§ Problem statement
Copy the listing below word for word, every line of it.

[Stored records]
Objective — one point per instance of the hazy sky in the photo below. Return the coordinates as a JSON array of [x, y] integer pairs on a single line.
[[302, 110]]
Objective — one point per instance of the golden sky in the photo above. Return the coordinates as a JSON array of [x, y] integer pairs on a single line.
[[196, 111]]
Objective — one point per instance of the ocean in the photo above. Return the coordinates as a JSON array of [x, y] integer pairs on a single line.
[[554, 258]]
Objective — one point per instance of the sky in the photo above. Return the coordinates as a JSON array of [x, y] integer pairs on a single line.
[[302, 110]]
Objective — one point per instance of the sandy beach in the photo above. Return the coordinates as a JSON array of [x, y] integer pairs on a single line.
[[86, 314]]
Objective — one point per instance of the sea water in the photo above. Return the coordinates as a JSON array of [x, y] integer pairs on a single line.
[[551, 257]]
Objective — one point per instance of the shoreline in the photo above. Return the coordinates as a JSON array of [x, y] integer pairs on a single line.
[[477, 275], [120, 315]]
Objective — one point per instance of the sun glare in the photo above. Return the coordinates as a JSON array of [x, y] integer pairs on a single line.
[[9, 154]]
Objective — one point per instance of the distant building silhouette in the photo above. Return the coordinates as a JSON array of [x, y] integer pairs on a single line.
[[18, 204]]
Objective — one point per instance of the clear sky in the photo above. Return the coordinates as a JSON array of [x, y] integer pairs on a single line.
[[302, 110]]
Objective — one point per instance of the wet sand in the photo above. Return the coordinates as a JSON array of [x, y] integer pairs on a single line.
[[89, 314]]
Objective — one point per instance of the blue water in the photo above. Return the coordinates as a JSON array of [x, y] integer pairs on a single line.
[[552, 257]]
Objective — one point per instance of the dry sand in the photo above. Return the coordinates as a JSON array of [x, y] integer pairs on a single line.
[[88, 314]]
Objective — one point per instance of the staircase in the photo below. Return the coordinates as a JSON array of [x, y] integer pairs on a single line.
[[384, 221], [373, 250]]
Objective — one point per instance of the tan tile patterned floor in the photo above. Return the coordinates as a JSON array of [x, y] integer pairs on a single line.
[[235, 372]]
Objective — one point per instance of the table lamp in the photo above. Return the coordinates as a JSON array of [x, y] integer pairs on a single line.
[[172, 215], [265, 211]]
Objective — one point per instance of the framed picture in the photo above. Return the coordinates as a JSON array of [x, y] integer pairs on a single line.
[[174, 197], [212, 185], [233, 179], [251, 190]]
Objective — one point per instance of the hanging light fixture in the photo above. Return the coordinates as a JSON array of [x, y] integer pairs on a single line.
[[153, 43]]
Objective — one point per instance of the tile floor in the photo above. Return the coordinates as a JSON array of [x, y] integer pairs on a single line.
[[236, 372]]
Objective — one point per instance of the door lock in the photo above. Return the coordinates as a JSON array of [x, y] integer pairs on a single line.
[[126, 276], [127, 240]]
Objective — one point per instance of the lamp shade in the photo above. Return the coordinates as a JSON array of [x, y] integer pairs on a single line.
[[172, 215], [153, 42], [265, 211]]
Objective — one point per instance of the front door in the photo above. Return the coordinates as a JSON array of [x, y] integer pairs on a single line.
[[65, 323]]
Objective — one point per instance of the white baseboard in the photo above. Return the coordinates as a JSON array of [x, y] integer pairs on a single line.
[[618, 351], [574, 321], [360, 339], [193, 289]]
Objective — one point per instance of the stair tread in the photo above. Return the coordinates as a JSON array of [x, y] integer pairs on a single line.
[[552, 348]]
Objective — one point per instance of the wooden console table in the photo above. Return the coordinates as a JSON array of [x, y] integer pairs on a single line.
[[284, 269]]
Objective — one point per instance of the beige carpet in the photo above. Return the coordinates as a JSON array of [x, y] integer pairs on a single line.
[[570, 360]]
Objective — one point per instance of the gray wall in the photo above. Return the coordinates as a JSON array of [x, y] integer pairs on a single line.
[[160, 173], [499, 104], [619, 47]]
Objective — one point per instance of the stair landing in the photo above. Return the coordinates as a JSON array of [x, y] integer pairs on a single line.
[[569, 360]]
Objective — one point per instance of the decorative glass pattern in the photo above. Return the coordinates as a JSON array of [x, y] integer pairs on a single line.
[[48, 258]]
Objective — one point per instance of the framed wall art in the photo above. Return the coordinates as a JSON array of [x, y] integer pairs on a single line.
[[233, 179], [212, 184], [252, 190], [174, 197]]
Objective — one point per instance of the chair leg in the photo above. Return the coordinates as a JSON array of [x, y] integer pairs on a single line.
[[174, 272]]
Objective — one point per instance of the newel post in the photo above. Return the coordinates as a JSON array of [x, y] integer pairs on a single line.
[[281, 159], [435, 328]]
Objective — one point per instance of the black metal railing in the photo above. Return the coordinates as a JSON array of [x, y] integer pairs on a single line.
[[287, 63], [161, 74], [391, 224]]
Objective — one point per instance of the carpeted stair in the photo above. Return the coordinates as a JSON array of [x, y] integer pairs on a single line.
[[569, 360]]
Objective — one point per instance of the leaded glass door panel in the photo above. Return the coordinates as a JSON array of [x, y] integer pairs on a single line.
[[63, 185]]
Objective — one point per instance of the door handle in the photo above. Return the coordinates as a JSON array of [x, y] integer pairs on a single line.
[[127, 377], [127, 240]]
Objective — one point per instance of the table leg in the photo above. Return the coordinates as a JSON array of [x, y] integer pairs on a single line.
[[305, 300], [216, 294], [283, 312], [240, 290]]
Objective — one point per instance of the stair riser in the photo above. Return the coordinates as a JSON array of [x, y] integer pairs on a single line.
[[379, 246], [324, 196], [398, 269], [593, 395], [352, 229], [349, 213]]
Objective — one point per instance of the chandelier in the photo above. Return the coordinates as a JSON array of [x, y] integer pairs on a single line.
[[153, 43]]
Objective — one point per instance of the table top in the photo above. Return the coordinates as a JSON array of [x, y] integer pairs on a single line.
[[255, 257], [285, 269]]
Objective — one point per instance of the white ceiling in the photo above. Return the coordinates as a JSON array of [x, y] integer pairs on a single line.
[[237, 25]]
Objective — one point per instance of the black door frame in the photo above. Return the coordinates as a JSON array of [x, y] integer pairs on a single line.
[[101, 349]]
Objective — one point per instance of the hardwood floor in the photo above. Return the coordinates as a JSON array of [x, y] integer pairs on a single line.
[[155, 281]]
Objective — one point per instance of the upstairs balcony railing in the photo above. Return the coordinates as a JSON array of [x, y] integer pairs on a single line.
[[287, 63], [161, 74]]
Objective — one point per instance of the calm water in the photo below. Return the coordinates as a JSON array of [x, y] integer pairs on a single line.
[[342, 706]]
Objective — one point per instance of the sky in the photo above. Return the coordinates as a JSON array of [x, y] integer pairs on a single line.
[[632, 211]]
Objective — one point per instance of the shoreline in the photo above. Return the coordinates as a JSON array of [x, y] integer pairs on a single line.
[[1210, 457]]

§ Task result
Objective — one point per instance of the hazy sky in the photo below. Return the coordinates as a JSON array of [x, y] integer pairs on a single line.
[[302, 110]]
Objective — one point per instance of the golden sky in the photo above. Return the coordinates as a JSON array of [x, y] integer pairs on a single line.
[[196, 111]]
Objective — one point per instance of the ocean in the photo above. Return the coordinates as a JSON array of [x, y] integer pairs on a single line.
[[554, 258]]
Objective — one point per instance of the sky in the photo above. Return the coordinates as a JSON array of [x, y] integer pairs on a single line.
[[302, 110]]
Objective — one point per instance of the sandy beach in the photo above. Return the coordinates as a JSON array of [x, y] integer pairs on a single line.
[[86, 314]]
Objective — one point per instance of the sea water in the photo above. Return the coordinates as a JSON array of [x, y] integer pairs on a single line.
[[551, 257]]
Objective — one point per instance of the shoreline in the photo above. Return the coordinates as a JSON array of [x, y] integer pairs on a single line.
[[477, 275], [120, 315]]
Objective — one point per instance of the sun glare in the photo above. Return the coordinates as a JSON array of [x, y] integer pairs on a single line.
[[9, 154]]
Objective — one point per instance of the distant building silhouette in the photo above. Return the coordinates as a JSON array of [x, y] integer pairs on a single line.
[[18, 204]]
Objective — one point per instance of the clear sky in the photo above. Return the coordinates as a JSON array of [x, y] integer pairs on a single line.
[[302, 110]]
Objective — one point per instance of the wet sand in the photo above. Return the coordinates as a JSON array of [x, y] integer pairs on a single line.
[[89, 314]]
Objective — one point per instance of the blue water in the photo above. Return the coordinates as a JSON array of [x, y] integer pairs on a single line.
[[552, 257]]
Objective — one point per instance of the dry sand in the photo above. Return the coordinates as a JSON array of [x, y] integer pairs on a single line.
[[88, 314]]
Objective — one point per instance of the staircase in the photo below. Return the coordinates as a JSON array of [x, y] integer pairs on a single line.
[[384, 221], [373, 250]]
Objective — one point per instance of the tan tile patterned floor in the photo above. Return the coordinates as a JSON array of [x, y] integer pairs on a single line.
[[235, 372]]
Objective — one point per instance of the table lamp in the photo above. Return the coordinates as a JSON array of [x, y] integer pairs on a single line.
[[172, 215], [265, 211]]
Objective — one point per instance of the framed picture in the photo above. Return the coordinates as a JSON array of [x, y] integer pairs on a single line.
[[174, 197], [212, 185], [233, 179], [251, 190]]
Objective — one point per instance of the hanging light fixture in the photo above. Return the coordinates as a JSON array of [x, y] integer pairs on a single line.
[[153, 43]]
Objective — one point per instance of the tile floor in the photo above. Return the coordinates as a JSON array of [x, y] integer pairs on a single line.
[[236, 372]]
Objective — one point per instance of the door lock in the photo above. Return the coordinates as a JSON array of [x, y] integer pairs on a single line.
[[126, 276], [127, 240]]
Objective — one point per instance of the lamp shade in the photo above. Return the coordinates as a JSON array of [x, y] integer pairs on a single line.
[[172, 215], [153, 42], [265, 211]]
Objective — one point per instance of the front door in the photo above. Return the coordinates as a JSON array of [x, y] integer pairs on a single line.
[[65, 323]]
Objective — one point per instance of the white baseboard in the photo above. Return the coordinates as a JSON array of [x, y] integer pairs on a single line.
[[618, 351], [574, 321], [360, 339], [193, 289]]
Objective — one point per instance of the stair tread in the photo above. Return the coordinates as a JSON array of [x, y] integer pairs on a single line.
[[552, 348]]
Objective — one point per instance of the wooden console table in the photo above. Return the coordinates as a JSON array of [x, y] integer pairs on a single line.
[[284, 269]]
Objective — one point per instance of the beige carpet in the photo above. Return the coordinates as a JSON array of [x, y] integer pairs on a single line.
[[570, 360]]
Objective — one point per instance of the gray wall in the photo above. Return the coordinates as a JSON array of [x, y] integer pairs on a single line.
[[160, 173], [499, 104], [619, 47]]
Objective — one point per instance of the stair landing in the photo above. Return the coordinates as a JSON array of [x, y] integer pairs on a single line.
[[569, 360]]
Objective — one point per instance of the decorative glass pattern in the photo above. Return the coordinates as a JSON array of [x, y] integer pairs on a single line.
[[48, 258]]
Objective — one point per instance of the framed wall art in the photo above. Return the coordinates as a JSON array of [x, y] integer pairs on a single line.
[[233, 179], [212, 184], [252, 190], [174, 197]]
Objective — one point per instance of the chair leg in the photo above. Return the coordinates as a JSON array of [x, y] integer pairs on a single line.
[[174, 272]]
Objective — one point per instance of the newel post in the photo above. Return the coordinates as a JSON array of [x, y] integer pairs on a single line.
[[281, 159], [435, 328]]
Objective — one point per instance of the black metal railing in the photo above. Return the coordinates as a JSON array of [x, y] integer pairs on a single line.
[[287, 63], [161, 74], [391, 224]]
Objective — one point per instance of the carpeted stair in the photo above. Return the coordinates as a JSON array of [x, y] integer pairs on a single line.
[[569, 360]]
Objective — one point per instance of the leaded glass door panel in the photo above. Return the coordinates as a JSON array of [x, y] integer pairs on a single line.
[[63, 185]]
Objective — one point per instance of the door handle in the photo above. Return the coordinates as a JSON array of [x, y] integer pairs on a single line.
[[127, 377], [127, 240]]
Objective — one point per instance of the table leg in the photo above. Return the coordinates as a JSON array of [x, y] integer pairs on a single line.
[[305, 300], [216, 294], [283, 312], [240, 290]]
Objective — one point per instance of the stair riser in the photo above. Return the coordinates as a JSON array of [x, y] integer pairs on a single line.
[[379, 246], [324, 196], [398, 269], [593, 395], [352, 229], [349, 213]]
Objective — one point per instance of the chandelier in the photo above. Return the coordinates as a JSON array of [x, y] integer pairs on a single line.
[[153, 43]]
Objective — one point per instance of the table top in the photo above. Return the coordinates as a JSON array of [x, y] integer pairs on a single line.
[[255, 257], [285, 269]]
Objective — one point per instance of the white ceiling in the photo above. Return the coordinates as a JSON array of [x, y] integer pairs on a single line.
[[237, 25]]
Objective — one point per instance of the black door frame in the photo above. Return the coordinates as a JSON array of [x, y] integer pairs on a single line.
[[101, 349]]
Objective — one point per instance of the hardwood floor in the photo above. Return the coordinates as a JSON array of [x, y] integer pairs on a single line.
[[155, 281]]
Objective — one point per instance of the upstairs balcony railing in the photo above. Return the coordinates as a JSON array of [x, y] integer pairs on a single line.
[[287, 63], [161, 74]]
Objective — one point per instance of the calm water in the photo below. Return the coordinates as a JSON array of [x, y] integer pairs on a single line.
[[342, 706]]
Objective — one point per instance of the sky in the photo above. Return the coordinates as a JSON array of [x, y] integer pairs on a single line.
[[632, 211]]
Objective — one point per instance of the shoreline in the photo above. Return the coordinates as a JSON array of [x, y] integer pairs on a single line.
[[1210, 457]]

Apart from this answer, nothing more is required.